**Excerpt to read:**
# # # # #
Equilibrium Propagation: Bridging the Gap Between Energy-Based Models and Backpropagation
This work addresses a foundational problem in machine learning by proposing a biologically plausible alternative to backpropagation, though it appears incremental as it builds on existing energy-based models and contrastive learning methods.
The paper tackles the challenge of bridging energy-based models with backpropagation by introducing Equilibrium Propagation, a framework that uses a single neural computation for both prediction and training phases, eliminating the need for separate error propagation circuits. It demonstrates that this approach computes gradients akin to backpropagation, with potential implications for biological plausibility in brain-like systems.
We introduce Equilibrium Propagation, a learning framework for energy-based models. It involves only one kind of neural computation, performed in both the first phase (when the prediction is made) and the second phase of training (after the target or prediction error is revealed). Although this algorithm computes the gradient of an objective function just like Backpropagation, it does not need a special computation or circuit for the second phase, where errors are implicitly propagated. Equilibrium Propagation shares similarities with Contrastive Hebbian Learning and Contrastive Divergence while solving the theoretical issues of both algorithms: our algorithm computes the gradient of a well defined objective function. Because the objective function is defined in terms of local perturbations, the second phase of Equilibrium Propagation corresponds to only nudging the prediction (fixed point, or stationary distribution) towards a configuration that reduces prediction error. In the case of a recurrent multi-layer supervised network, the output units are slightly nudged towards their target in the second phase, and the perturbation introduced at the output layer propagates backward in the hidden layers. We show that the signal 'back-propagated' during this second phase corresponds to the propagation of error derivatives and encodes the gradient of the objective function, when the synaptic update corresponds to a standard form of spike-timing dependent plasticity. This work makes it more plausible that a mechanism similar to Backpropagation could be implemented by brains, since leaky integrator neural computation performs both inference and error back-propagation in our model. The only local difference between the two phases is whether synaptic changes are allowed or not.
# # # # #
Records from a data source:
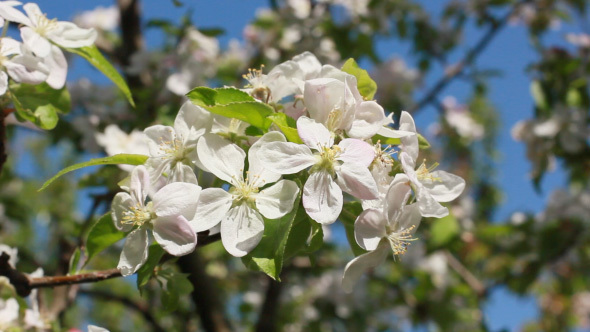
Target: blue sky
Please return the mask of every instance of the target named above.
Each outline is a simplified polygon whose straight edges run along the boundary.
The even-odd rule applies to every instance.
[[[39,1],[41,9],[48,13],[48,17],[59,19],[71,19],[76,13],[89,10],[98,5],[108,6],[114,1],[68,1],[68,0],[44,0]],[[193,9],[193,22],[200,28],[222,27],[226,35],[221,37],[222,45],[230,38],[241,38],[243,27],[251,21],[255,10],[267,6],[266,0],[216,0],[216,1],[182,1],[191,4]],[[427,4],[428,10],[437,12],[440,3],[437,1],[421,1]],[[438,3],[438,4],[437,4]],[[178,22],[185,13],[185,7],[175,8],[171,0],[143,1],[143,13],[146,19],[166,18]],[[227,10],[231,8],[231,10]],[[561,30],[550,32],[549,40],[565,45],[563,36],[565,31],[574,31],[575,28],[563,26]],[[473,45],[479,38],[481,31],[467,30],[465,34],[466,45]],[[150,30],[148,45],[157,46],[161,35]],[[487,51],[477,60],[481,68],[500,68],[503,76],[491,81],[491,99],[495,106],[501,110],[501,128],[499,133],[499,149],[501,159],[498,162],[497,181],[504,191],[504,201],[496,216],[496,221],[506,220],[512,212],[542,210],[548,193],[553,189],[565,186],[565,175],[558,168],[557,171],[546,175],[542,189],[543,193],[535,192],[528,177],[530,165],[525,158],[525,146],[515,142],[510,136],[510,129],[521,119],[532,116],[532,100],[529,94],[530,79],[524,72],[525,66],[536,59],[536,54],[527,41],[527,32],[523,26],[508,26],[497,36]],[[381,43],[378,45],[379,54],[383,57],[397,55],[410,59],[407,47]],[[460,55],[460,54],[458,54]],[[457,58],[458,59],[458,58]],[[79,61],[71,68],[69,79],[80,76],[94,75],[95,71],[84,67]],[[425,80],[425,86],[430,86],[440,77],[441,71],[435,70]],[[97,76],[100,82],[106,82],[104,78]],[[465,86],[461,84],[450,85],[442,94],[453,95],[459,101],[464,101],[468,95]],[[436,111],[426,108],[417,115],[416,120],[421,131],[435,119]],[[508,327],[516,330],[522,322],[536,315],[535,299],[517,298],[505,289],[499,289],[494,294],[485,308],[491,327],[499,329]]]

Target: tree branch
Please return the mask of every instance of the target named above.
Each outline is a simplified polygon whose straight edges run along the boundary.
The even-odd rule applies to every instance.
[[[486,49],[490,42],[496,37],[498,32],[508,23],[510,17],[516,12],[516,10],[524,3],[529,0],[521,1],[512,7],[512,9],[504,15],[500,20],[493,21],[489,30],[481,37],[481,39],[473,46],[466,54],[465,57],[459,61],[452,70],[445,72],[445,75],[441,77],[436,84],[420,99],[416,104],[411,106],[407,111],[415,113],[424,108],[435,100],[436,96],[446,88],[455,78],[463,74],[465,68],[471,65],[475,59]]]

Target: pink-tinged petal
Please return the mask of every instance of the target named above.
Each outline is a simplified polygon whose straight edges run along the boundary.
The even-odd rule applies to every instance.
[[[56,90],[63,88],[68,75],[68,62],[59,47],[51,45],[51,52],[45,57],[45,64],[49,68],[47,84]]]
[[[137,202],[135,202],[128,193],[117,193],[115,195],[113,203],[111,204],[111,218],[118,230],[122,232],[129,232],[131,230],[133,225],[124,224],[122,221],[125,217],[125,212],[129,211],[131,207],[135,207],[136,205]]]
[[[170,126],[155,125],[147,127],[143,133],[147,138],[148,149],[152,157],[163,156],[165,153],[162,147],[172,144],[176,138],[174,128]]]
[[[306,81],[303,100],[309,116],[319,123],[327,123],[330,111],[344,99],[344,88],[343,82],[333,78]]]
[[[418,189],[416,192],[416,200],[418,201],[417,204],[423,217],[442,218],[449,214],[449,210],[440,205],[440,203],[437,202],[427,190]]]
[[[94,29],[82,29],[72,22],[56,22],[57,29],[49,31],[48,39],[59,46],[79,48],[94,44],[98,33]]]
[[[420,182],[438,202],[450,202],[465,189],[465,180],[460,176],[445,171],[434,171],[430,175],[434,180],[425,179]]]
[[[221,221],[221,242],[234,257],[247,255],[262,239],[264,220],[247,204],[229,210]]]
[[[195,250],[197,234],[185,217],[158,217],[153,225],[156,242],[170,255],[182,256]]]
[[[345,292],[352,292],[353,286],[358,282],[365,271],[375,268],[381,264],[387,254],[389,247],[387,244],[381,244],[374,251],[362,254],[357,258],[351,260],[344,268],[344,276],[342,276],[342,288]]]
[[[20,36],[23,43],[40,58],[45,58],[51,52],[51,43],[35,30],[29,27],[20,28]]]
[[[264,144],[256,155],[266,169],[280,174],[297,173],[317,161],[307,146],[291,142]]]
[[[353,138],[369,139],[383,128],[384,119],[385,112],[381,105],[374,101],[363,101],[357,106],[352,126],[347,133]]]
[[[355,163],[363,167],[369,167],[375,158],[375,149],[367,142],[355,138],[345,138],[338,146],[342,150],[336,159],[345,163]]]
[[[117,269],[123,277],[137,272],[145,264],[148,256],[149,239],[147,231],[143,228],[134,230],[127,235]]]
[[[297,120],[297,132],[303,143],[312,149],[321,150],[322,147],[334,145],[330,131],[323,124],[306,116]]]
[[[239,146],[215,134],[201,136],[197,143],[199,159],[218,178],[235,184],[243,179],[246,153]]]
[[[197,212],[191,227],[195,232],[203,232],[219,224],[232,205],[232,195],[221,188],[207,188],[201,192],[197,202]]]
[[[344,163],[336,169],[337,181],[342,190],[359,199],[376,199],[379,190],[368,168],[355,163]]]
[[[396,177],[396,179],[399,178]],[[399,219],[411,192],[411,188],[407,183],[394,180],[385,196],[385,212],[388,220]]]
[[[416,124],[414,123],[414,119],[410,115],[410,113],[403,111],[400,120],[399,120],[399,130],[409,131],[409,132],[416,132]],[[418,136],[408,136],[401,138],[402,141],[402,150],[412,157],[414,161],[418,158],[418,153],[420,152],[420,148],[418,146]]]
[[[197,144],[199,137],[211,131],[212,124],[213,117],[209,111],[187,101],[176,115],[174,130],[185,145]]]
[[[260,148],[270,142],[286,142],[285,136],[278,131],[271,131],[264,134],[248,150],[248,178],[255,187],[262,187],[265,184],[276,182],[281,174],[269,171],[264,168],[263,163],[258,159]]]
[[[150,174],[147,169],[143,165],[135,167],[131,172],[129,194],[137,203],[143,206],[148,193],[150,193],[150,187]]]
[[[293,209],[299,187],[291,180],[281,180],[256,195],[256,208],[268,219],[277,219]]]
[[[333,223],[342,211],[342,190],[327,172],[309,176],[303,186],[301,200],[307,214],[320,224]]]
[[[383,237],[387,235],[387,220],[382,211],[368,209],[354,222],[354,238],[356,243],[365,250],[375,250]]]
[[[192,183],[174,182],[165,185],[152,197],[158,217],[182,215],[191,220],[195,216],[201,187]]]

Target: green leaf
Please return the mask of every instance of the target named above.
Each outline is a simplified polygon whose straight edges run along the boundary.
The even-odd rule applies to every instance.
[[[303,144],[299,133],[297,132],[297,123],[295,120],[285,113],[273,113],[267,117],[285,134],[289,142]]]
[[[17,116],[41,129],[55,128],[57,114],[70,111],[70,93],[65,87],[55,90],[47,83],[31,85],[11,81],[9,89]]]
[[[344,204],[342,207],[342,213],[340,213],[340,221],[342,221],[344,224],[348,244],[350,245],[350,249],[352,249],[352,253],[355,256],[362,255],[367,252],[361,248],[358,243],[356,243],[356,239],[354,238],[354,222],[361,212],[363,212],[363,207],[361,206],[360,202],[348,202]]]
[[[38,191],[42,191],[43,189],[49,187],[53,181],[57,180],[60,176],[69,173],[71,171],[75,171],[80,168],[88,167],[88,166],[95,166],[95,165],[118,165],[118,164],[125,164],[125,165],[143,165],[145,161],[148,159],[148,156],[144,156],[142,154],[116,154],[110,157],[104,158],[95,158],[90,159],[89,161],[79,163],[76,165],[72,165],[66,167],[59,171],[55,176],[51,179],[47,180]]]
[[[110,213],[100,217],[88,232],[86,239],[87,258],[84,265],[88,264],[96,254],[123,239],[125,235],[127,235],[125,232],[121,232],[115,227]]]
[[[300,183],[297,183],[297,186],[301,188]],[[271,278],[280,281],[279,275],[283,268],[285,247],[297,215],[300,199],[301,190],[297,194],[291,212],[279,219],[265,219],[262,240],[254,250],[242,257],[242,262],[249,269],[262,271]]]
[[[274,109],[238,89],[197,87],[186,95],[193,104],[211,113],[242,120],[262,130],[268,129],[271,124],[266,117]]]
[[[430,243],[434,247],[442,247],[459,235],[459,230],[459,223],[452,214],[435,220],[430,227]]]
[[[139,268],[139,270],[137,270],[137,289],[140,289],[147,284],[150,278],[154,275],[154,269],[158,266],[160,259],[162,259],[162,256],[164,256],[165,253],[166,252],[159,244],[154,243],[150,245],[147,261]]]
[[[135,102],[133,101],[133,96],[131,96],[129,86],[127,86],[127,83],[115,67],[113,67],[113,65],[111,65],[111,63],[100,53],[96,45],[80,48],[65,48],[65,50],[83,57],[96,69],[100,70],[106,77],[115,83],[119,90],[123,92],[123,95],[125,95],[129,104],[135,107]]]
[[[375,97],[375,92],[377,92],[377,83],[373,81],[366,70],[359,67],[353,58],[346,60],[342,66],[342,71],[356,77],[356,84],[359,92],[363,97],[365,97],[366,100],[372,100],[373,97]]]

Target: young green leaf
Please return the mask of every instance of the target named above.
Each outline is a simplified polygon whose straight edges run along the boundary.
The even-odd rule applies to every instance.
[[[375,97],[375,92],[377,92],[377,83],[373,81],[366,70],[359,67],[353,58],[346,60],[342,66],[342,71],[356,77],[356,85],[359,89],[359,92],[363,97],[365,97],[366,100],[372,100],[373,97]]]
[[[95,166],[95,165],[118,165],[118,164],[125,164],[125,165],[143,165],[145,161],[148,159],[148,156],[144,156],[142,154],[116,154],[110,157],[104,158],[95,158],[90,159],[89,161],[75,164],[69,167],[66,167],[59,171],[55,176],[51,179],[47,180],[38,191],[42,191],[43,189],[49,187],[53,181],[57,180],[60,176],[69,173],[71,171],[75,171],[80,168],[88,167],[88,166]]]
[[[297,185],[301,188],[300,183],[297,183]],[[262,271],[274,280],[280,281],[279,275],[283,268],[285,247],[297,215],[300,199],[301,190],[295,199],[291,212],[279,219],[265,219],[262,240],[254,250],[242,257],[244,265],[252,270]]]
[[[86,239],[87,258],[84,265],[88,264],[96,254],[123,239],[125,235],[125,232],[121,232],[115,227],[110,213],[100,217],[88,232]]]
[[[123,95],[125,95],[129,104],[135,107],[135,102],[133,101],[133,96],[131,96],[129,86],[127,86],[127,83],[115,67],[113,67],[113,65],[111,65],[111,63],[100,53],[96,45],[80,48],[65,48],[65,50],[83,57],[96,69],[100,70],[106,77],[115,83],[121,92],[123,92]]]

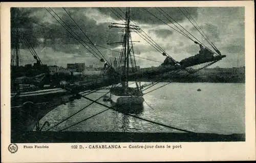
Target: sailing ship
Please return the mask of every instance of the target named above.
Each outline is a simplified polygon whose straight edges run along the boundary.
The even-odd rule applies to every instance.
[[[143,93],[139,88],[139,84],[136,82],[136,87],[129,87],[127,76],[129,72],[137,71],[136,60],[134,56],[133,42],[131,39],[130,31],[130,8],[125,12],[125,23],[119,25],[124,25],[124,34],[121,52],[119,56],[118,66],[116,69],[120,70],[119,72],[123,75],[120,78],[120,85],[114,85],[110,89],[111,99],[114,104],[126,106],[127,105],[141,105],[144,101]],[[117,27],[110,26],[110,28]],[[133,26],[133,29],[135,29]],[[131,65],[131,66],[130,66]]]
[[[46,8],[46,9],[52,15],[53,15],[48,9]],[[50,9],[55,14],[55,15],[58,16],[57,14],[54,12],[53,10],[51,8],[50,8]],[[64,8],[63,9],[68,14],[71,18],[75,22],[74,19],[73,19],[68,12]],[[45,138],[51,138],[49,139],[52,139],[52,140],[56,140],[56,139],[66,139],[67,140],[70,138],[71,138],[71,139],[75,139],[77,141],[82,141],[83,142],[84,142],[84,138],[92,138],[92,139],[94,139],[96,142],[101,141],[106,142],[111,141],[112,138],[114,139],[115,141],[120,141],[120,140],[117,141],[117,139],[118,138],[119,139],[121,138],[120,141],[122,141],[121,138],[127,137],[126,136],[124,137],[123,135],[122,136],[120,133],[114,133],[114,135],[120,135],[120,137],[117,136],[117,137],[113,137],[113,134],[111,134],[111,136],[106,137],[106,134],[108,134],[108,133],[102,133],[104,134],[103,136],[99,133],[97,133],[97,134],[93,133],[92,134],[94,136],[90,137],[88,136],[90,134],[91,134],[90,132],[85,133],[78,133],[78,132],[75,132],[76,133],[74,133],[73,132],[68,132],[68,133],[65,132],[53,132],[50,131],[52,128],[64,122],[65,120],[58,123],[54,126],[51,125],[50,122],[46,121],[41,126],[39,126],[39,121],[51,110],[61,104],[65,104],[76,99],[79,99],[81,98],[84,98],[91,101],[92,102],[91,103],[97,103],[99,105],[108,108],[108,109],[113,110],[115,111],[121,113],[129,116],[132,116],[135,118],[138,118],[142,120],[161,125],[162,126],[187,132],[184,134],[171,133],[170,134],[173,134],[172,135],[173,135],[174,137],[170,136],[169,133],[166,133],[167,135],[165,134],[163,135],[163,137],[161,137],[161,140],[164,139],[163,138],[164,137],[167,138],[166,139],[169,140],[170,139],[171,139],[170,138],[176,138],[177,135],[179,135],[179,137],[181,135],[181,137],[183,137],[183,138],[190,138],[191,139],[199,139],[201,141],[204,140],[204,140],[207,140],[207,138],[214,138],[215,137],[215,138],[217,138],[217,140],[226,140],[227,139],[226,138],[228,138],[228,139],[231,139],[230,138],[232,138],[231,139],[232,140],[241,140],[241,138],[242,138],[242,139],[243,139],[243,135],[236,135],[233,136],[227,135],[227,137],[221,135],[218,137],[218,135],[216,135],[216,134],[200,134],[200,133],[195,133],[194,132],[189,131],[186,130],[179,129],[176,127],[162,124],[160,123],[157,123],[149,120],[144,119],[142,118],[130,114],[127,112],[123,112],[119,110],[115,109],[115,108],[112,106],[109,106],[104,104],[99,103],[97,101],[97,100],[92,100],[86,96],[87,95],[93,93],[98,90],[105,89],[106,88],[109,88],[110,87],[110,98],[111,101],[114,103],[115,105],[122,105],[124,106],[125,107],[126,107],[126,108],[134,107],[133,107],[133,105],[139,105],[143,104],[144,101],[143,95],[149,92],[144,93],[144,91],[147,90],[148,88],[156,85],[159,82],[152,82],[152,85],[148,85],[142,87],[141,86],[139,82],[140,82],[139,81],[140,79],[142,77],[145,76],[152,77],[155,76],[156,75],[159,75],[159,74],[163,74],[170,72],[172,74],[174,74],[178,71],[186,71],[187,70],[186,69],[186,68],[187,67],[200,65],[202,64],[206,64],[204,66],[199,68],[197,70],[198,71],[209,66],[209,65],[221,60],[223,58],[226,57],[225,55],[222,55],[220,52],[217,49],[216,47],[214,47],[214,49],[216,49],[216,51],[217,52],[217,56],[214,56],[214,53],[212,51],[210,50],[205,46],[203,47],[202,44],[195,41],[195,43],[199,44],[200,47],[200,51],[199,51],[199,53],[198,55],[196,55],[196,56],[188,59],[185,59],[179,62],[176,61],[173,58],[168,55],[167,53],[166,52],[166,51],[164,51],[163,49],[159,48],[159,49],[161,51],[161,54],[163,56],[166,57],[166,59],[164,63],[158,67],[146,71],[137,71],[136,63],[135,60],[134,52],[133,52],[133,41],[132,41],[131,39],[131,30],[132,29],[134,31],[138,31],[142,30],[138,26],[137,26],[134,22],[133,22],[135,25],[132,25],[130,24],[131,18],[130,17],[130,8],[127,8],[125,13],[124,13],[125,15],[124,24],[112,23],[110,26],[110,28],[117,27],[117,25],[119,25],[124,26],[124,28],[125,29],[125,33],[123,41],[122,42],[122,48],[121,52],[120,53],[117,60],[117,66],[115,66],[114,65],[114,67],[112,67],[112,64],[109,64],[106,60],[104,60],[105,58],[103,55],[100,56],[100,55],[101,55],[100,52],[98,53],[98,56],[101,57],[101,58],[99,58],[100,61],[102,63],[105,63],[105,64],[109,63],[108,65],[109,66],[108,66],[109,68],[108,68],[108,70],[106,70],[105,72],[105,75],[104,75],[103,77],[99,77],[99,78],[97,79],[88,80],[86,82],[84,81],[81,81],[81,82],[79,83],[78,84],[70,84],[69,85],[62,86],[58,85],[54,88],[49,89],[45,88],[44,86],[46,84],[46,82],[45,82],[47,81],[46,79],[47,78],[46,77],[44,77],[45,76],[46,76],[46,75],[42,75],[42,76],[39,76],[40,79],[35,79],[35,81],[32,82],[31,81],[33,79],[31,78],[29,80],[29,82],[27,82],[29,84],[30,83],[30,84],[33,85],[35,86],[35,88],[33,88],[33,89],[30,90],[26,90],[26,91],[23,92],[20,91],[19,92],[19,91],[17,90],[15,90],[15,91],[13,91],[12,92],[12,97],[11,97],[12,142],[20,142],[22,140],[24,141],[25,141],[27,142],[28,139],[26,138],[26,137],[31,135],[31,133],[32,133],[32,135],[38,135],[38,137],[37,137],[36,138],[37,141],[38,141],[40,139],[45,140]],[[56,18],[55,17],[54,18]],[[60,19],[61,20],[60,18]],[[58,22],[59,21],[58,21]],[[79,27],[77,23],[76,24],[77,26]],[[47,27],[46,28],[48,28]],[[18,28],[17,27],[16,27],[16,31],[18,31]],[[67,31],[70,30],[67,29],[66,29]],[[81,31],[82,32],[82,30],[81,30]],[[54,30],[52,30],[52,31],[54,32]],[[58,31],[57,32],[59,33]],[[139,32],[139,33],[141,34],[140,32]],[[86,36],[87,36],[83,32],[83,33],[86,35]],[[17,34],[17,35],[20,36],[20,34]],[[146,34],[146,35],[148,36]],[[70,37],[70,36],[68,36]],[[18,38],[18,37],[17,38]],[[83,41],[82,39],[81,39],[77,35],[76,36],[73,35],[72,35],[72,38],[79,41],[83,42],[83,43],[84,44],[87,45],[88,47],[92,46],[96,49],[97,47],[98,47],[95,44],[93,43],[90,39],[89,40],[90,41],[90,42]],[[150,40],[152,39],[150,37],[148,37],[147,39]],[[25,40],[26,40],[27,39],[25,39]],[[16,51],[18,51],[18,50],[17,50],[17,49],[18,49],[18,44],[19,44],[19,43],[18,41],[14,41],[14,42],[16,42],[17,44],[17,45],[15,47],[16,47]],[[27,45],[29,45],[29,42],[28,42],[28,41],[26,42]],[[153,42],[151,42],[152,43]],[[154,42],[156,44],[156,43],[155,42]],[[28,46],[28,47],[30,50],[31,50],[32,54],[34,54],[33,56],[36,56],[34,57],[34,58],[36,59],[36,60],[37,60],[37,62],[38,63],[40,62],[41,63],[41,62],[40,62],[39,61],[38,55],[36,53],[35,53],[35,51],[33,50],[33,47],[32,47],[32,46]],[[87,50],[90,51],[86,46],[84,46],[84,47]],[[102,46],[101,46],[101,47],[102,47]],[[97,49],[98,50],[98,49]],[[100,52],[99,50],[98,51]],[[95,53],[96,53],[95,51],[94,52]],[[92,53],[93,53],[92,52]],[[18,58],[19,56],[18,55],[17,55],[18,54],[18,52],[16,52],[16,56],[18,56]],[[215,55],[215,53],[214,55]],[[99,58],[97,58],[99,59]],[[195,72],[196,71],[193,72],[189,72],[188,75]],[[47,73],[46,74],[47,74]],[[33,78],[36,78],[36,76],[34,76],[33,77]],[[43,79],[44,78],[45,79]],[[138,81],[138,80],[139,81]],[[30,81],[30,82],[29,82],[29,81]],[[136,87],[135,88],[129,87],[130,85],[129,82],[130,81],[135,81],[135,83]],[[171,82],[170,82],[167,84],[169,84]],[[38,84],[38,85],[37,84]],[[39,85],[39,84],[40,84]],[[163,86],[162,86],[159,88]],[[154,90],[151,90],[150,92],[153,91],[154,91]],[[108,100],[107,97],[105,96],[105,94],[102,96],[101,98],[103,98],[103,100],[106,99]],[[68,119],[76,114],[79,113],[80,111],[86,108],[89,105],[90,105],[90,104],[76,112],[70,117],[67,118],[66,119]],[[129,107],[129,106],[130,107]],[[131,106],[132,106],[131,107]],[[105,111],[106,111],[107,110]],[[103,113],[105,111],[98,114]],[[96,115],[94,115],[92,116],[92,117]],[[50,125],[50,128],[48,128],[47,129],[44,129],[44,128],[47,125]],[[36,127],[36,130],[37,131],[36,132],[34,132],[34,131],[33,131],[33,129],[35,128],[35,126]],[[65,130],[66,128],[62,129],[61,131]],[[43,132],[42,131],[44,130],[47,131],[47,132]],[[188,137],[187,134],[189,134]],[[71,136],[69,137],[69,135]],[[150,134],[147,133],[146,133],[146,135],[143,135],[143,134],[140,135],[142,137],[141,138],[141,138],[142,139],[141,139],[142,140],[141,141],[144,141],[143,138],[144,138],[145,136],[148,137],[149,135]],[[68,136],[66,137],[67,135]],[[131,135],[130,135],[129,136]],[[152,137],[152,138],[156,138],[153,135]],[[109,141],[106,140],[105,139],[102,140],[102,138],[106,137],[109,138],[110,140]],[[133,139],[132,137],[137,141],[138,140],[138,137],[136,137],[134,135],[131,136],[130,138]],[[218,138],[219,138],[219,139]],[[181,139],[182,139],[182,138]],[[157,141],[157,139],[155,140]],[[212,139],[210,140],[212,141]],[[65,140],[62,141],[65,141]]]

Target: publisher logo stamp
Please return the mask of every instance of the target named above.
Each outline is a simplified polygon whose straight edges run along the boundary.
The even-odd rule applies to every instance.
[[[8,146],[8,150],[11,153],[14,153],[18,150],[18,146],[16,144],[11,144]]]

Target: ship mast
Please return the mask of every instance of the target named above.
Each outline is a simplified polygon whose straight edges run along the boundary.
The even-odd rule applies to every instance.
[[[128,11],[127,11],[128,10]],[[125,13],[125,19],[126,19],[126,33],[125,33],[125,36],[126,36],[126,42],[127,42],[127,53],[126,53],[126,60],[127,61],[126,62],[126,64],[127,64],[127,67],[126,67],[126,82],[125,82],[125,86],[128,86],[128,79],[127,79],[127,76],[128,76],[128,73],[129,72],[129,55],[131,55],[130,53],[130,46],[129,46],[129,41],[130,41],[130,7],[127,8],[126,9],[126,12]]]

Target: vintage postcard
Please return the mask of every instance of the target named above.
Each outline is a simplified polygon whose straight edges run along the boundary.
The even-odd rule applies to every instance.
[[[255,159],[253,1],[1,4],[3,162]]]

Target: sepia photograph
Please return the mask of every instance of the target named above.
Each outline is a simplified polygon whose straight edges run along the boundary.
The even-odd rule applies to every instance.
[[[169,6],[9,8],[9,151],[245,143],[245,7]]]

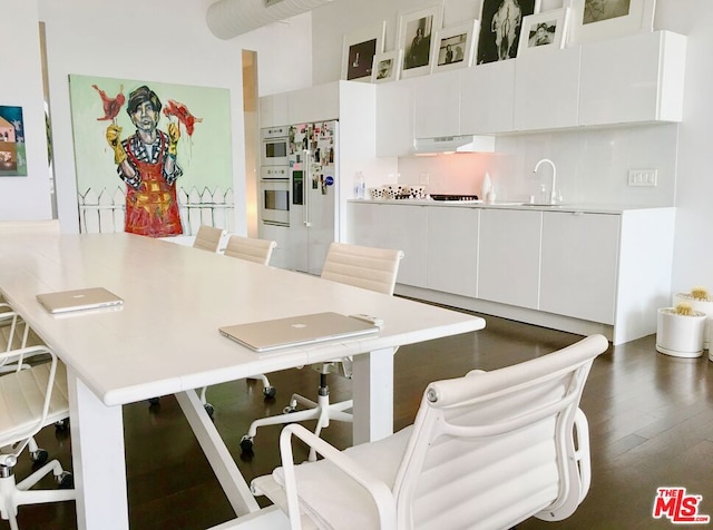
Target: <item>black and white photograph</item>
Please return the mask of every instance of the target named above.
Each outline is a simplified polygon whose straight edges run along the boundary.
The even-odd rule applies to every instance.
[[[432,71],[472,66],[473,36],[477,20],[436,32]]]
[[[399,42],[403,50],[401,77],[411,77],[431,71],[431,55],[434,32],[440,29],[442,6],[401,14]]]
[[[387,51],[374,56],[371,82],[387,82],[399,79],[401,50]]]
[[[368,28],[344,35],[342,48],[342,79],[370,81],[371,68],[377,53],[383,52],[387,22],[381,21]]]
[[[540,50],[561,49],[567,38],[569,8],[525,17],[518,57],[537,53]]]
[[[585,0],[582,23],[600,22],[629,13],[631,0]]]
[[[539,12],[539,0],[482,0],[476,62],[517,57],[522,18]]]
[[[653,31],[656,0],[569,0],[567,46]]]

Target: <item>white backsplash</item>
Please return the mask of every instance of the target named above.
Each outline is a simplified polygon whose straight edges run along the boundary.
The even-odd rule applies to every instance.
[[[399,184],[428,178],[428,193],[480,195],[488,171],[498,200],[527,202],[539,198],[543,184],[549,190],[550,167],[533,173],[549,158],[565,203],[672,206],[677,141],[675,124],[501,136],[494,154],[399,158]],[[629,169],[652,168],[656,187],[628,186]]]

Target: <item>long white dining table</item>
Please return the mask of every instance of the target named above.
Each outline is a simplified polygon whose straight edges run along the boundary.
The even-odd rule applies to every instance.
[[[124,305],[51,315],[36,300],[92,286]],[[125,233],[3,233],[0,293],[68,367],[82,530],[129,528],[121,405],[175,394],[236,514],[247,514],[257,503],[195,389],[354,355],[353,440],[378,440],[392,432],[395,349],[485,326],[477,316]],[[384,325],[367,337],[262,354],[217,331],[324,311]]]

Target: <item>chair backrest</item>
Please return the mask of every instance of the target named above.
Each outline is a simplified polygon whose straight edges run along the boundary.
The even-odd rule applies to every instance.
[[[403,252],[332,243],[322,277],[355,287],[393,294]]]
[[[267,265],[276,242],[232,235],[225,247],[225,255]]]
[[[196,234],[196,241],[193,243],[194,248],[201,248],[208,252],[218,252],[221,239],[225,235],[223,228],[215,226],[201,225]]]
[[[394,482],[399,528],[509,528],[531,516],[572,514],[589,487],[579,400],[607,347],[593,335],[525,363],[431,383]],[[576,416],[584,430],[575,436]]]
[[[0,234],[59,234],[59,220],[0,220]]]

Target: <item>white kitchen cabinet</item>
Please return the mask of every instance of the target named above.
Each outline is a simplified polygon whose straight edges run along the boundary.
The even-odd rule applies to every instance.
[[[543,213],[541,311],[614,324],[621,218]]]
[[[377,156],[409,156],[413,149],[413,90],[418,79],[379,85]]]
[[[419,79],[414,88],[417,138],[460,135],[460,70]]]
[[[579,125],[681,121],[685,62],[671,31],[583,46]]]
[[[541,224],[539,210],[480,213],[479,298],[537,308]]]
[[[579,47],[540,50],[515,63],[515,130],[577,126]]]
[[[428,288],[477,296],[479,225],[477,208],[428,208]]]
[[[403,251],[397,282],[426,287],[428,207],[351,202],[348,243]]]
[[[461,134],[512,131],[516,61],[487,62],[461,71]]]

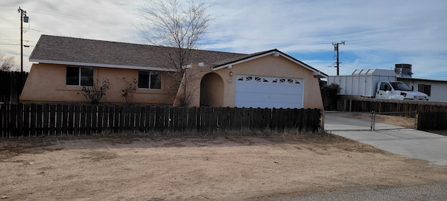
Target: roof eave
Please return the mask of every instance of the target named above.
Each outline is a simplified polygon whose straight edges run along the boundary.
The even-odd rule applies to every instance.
# # # # #
**Assigned task 1:** Can you duplicate the portion of the Equilibrium Propagation text that opens with the words containing "Equilibrium Propagation: Bridging" and closes with "contrastive learning methods."?
**Assigned task 2:**
Answer these about the Equilibrium Propagation text:
(a) Which two algorithms does Equilibrium Propagation share similarities with?
(b) In a recurrent multi-layer supervised network, what happens to the output units in the second phase?
(c) What is the only local difference between the two phases?
These records were drawn from a separate source.

**Expected output 1:**
Equilibrium Propagation: Bridging the Gap Between Energy-Based Models and Backpropagation
This work addresses a foundational problem in machine learning by proposing a biologically plausible alternative to backpropagation, though it appears incremental as it builds on existing energy-based models and contrastive learning methods.

**Expected output 2:**
(a) Contrastive Hebbian Learning and Contrastive Divergence.
(b) They are slightly nudged towards their target.
(c) Whether synaptic changes are allowed or not.